** Begin RECORDS FOR THIS TASK **

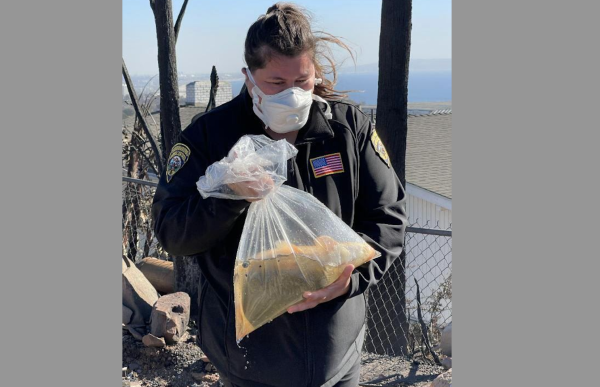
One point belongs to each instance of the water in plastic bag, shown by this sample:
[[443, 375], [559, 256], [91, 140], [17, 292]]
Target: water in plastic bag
[[291, 243]]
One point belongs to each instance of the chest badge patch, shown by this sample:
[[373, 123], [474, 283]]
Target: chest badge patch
[[180, 154], [379, 148], [327, 165]]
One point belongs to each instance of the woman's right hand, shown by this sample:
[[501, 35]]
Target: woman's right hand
[[254, 190]]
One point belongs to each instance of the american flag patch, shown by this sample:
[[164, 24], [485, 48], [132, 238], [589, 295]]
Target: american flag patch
[[327, 165]]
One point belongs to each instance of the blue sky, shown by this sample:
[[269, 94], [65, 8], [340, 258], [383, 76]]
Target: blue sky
[[213, 32]]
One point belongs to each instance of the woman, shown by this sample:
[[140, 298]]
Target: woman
[[318, 342]]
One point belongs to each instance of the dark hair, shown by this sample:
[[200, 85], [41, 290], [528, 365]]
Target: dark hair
[[285, 30]]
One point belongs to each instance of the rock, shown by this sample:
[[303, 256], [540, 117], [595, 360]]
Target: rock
[[443, 380], [198, 376], [447, 362], [170, 317], [134, 332], [159, 272], [138, 293], [127, 313], [446, 340], [152, 341], [211, 378]]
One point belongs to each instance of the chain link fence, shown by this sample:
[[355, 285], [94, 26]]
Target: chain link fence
[[423, 272], [393, 324]]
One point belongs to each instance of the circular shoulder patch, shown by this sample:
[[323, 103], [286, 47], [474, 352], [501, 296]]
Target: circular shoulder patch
[[379, 148], [180, 154]]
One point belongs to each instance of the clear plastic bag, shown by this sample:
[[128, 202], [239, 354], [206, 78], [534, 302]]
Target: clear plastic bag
[[291, 243]]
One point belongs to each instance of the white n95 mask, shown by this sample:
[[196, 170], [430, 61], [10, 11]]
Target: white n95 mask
[[286, 111]]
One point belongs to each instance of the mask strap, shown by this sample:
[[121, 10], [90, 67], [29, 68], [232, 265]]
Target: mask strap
[[327, 113], [250, 76]]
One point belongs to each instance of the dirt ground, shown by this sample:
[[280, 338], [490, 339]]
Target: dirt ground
[[181, 366]]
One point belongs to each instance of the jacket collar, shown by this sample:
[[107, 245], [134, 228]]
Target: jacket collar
[[317, 127]]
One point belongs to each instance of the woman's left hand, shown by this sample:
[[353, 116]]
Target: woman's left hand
[[336, 289]]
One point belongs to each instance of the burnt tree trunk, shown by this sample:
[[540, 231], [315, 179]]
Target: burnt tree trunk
[[170, 123], [186, 269], [392, 98]]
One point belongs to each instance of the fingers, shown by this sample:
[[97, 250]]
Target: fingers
[[336, 289]]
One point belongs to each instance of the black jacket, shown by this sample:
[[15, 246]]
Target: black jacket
[[311, 348]]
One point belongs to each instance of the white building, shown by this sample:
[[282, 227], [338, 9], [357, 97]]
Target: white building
[[429, 205], [198, 93]]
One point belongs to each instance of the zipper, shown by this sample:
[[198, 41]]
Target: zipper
[[309, 360], [308, 170]]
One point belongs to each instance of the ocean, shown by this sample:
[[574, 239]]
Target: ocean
[[423, 86]]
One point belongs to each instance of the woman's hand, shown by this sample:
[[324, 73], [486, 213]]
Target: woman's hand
[[336, 289], [253, 190]]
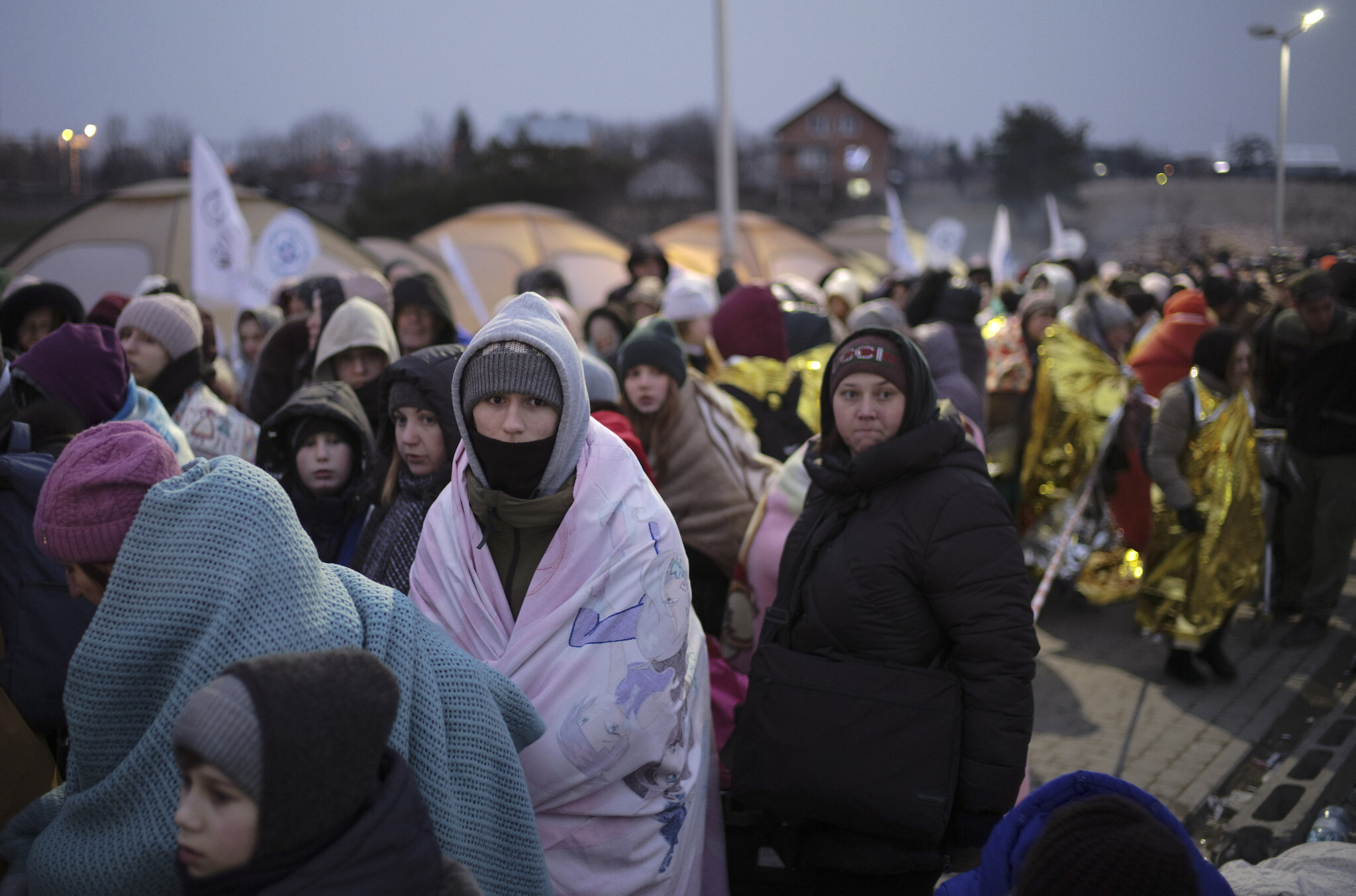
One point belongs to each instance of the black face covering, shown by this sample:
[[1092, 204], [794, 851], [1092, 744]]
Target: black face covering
[[513, 468]]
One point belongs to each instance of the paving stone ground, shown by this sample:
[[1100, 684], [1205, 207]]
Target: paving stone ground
[[1103, 701]]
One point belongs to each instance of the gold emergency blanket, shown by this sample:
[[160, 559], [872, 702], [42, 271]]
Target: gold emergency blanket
[[768, 380], [1195, 579], [1077, 389]]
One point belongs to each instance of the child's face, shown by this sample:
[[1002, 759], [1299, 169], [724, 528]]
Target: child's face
[[323, 464], [217, 822]]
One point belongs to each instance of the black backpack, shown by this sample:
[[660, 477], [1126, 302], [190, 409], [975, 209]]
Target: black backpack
[[40, 621], [779, 429]]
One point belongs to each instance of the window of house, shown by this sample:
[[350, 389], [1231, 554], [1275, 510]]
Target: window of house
[[812, 159], [857, 157]]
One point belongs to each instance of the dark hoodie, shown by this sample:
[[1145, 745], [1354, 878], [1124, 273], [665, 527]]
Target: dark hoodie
[[27, 298], [285, 361], [387, 548], [424, 291], [902, 552], [334, 522]]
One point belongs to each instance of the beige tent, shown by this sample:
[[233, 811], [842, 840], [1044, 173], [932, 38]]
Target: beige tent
[[765, 247], [865, 240], [501, 242], [424, 261], [115, 242]]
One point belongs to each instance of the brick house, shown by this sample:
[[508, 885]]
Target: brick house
[[829, 143]]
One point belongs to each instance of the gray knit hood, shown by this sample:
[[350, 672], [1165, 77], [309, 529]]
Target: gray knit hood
[[530, 319]]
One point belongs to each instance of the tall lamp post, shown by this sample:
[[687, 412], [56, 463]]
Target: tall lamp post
[[1267, 32], [75, 144]]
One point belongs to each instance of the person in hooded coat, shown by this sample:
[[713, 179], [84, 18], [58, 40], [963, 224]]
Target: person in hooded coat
[[297, 744], [1208, 536], [551, 557], [905, 551], [354, 347], [419, 435], [424, 315], [252, 330], [80, 377], [707, 465], [163, 337], [207, 568], [287, 359], [32, 312], [1164, 357], [334, 513]]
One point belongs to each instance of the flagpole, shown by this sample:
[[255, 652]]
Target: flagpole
[[726, 187]]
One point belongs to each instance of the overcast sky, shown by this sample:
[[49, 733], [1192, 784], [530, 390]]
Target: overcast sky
[[1173, 73]]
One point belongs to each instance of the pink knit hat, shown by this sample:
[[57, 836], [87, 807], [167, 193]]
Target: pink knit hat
[[95, 488]]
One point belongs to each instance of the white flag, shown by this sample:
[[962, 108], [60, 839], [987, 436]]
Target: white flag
[[220, 234], [1001, 248], [945, 236], [459, 270], [287, 248], [899, 253]]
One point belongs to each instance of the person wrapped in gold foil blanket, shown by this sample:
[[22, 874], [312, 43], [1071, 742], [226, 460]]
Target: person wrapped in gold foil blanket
[[1208, 533], [1081, 384]]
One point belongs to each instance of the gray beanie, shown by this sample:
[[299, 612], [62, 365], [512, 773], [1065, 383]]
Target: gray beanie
[[218, 723], [174, 322], [510, 367]]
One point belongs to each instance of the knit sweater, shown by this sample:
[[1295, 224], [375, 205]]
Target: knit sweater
[[216, 568]]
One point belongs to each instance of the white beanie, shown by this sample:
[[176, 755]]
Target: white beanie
[[171, 320], [688, 298], [845, 287]]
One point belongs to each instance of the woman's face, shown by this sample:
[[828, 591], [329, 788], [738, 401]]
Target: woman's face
[[516, 418], [647, 386], [251, 338], [360, 365], [146, 355], [1036, 324], [868, 410], [1118, 339], [80, 584], [36, 324], [1239, 365], [414, 327], [324, 463], [419, 439]]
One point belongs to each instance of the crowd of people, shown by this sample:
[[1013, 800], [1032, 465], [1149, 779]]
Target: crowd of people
[[628, 601]]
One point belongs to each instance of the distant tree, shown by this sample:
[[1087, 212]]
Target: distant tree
[[1251, 155], [1035, 154], [463, 143], [168, 144], [122, 163]]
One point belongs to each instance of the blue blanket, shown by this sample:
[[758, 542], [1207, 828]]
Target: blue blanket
[[216, 568]]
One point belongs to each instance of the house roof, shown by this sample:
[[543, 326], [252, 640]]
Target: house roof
[[837, 90]]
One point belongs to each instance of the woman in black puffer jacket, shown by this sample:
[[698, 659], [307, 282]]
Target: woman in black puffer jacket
[[903, 552]]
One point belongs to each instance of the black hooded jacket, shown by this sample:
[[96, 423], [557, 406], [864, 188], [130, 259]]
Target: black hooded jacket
[[429, 371], [905, 551], [330, 521], [424, 291]]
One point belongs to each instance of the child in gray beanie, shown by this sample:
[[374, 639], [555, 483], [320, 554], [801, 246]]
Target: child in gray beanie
[[288, 777]]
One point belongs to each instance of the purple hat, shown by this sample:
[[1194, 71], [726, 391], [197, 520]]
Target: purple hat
[[95, 488], [80, 365]]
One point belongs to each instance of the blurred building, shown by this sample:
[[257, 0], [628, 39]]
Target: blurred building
[[834, 148]]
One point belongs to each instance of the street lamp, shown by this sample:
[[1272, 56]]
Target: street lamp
[[1267, 32], [75, 144]]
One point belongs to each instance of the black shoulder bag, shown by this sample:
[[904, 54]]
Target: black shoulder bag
[[861, 744]]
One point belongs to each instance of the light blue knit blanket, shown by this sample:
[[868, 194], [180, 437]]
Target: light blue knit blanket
[[216, 568]]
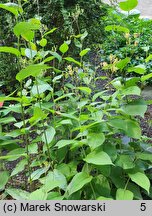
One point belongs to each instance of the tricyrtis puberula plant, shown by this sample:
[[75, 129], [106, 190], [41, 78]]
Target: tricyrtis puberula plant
[[67, 140]]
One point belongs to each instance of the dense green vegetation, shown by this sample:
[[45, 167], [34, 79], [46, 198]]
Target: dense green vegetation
[[63, 134]]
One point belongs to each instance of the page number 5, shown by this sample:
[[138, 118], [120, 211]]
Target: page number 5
[[143, 207]]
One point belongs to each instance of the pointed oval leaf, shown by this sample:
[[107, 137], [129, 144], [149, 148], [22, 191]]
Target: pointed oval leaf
[[117, 28], [136, 107], [140, 179], [139, 69], [123, 194], [43, 42], [78, 181], [128, 5], [84, 52], [98, 158], [70, 59], [18, 194], [19, 167], [123, 63], [49, 135], [95, 140], [39, 194], [12, 7], [30, 53], [131, 90], [31, 70], [146, 77], [10, 50], [64, 48], [3, 179]]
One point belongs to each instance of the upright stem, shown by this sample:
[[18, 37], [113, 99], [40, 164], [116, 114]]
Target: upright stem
[[44, 131]]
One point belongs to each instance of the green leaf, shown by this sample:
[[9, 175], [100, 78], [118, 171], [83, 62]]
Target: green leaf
[[125, 161], [4, 177], [64, 48], [30, 53], [123, 63], [63, 143], [39, 194], [78, 181], [84, 52], [146, 77], [144, 156], [38, 172], [98, 157], [85, 89], [123, 194], [130, 127], [19, 167], [31, 70], [12, 7], [40, 87], [50, 32], [54, 179], [37, 116], [128, 5], [25, 29], [139, 69], [149, 58], [136, 107], [117, 28], [56, 55], [133, 129], [70, 59], [140, 179], [10, 50], [95, 140], [17, 194], [7, 120], [43, 42], [48, 136], [131, 90], [15, 154], [54, 196]]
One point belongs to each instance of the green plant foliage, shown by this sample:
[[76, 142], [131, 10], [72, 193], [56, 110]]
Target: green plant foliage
[[65, 134]]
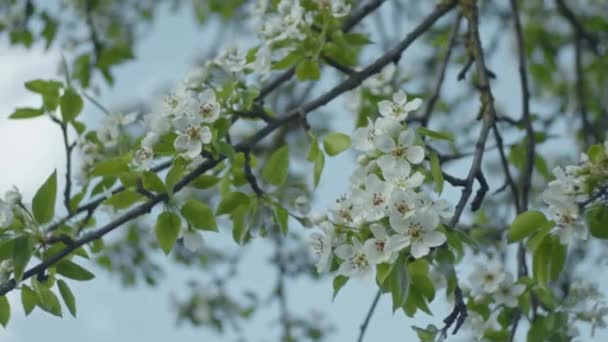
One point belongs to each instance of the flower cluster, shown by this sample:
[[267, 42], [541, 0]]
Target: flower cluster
[[385, 211], [189, 115], [576, 188], [491, 280], [12, 200]]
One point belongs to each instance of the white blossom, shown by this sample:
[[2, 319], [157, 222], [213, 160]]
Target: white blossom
[[399, 153], [13, 196], [399, 108], [191, 136], [508, 292], [6, 214], [419, 232], [205, 106], [322, 245], [355, 261], [376, 247]]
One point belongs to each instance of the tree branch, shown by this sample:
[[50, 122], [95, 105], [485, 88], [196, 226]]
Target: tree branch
[[293, 115], [368, 317]]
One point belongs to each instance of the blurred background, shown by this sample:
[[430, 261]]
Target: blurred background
[[108, 310]]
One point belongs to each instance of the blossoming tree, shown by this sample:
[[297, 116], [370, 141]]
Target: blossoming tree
[[233, 149]]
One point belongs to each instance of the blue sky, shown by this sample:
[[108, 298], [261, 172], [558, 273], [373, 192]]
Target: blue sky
[[107, 311]]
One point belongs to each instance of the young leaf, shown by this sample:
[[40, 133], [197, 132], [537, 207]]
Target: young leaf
[[48, 301], [26, 113], [68, 296], [276, 169], [525, 224], [22, 252], [73, 271], [43, 203], [282, 217], [28, 299], [436, 172], [167, 230], [597, 220], [71, 105], [231, 201], [335, 143], [5, 311], [435, 134], [308, 69], [199, 215]]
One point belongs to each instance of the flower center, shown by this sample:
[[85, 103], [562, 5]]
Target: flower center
[[194, 133], [399, 151], [397, 109], [206, 109], [377, 199], [359, 260], [380, 246], [415, 231]]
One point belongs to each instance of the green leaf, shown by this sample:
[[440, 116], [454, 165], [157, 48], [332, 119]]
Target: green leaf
[[22, 252], [199, 215], [335, 143], [48, 301], [308, 69], [28, 299], [123, 199], [436, 172], [282, 217], [399, 283], [205, 182], [439, 135], [525, 224], [68, 296], [71, 105], [152, 182], [318, 169], [26, 113], [231, 201], [175, 173], [73, 271], [5, 311], [382, 272], [43, 203], [597, 220], [338, 283], [240, 226], [167, 230], [276, 168], [44, 87], [110, 167]]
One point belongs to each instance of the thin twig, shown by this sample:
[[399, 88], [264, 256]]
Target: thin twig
[[442, 69], [368, 317], [293, 115]]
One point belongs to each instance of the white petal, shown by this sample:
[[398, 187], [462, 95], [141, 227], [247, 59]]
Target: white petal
[[378, 231], [344, 251], [415, 180], [206, 135], [415, 154], [384, 143], [433, 238], [419, 250], [194, 149], [413, 105], [386, 108], [182, 142], [400, 98]]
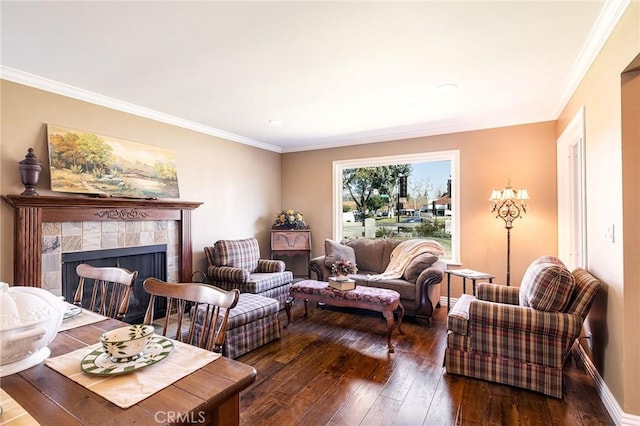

** End RECORDS FOR THIS TASK **

EXERCISE TASK:
Render the records from the line containing "One point belongs to each instance of the tree" to the line containing "[[442, 69], [368, 317], [293, 115]]", both included, as a JSON list of strings with one string per line and blank lines omitted.

EXERCISE SOLUTION:
[
  "One point belongs to each instance of the tree branch, shown by this sample:",
  "[[50, 122], [95, 105], [485, 88], [196, 226]]",
  "Target: tree branch",
  "[[293, 115], [368, 317]]",
  "One point belongs to each instance of the blurred background, shown by this sample:",
  "[[430, 261]]",
  "Target: blurred background",
  "[[108, 310]]",
  "One point belongs to each instance of the blossoming tree, shown by this sample:",
  "[[297, 116], [370, 141]]",
  "Target: blossoming tree",
  "[[233, 149]]",
  "One point belongs to each instance of the blue sky, shown by this sample:",
  "[[108, 298], [261, 172], [558, 273], [373, 192]]",
  "Target: blue sky",
  "[[107, 311]]",
  "One point belongs to each instance of the young leaf, shown by this sample:",
  "[[40, 133], [197, 132], [537, 207]]",
  "Target: young leaf",
  "[[48, 301], [26, 113], [68, 296], [276, 169], [525, 224], [22, 252], [73, 271], [43, 203], [282, 217], [28, 299], [436, 172], [167, 230], [597, 220], [71, 105], [231, 201], [335, 143], [5, 311], [435, 134], [308, 69], [199, 215]]",
  "One point belongs to each instance of the flower center, shown by this sample:",
  "[[85, 103], [562, 5]]",
  "Target: flower center",
  "[[194, 133], [399, 151], [397, 109], [206, 109], [377, 199], [359, 260], [380, 246], [415, 231]]",
  "One point belongs to each instance of the green leaf, shown by this sample:",
  "[[440, 116], [454, 165], [157, 48], [332, 119]]",
  "Target: green leaf",
  "[[22, 252], [199, 215], [335, 143], [48, 301], [308, 69], [28, 299], [123, 199], [436, 172], [282, 217], [399, 283], [205, 182], [439, 135], [525, 224], [68, 296], [71, 105], [152, 182], [318, 169], [26, 113], [231, 201], [175, 173], [73, 271], [5, 311], [382, 272], [43, 203], [597, 220], [338, 283], [240, 226], [167, 230], [276, 168], [44, 87], [110, 167]]",
  "One point belongs to each instance of the thin twig, shown by this sample:",
  "[[399, 88], [264, 256]]",
  "Target: thin twig",
  "[[442, 69], [368, 317], [293, 115]]"
]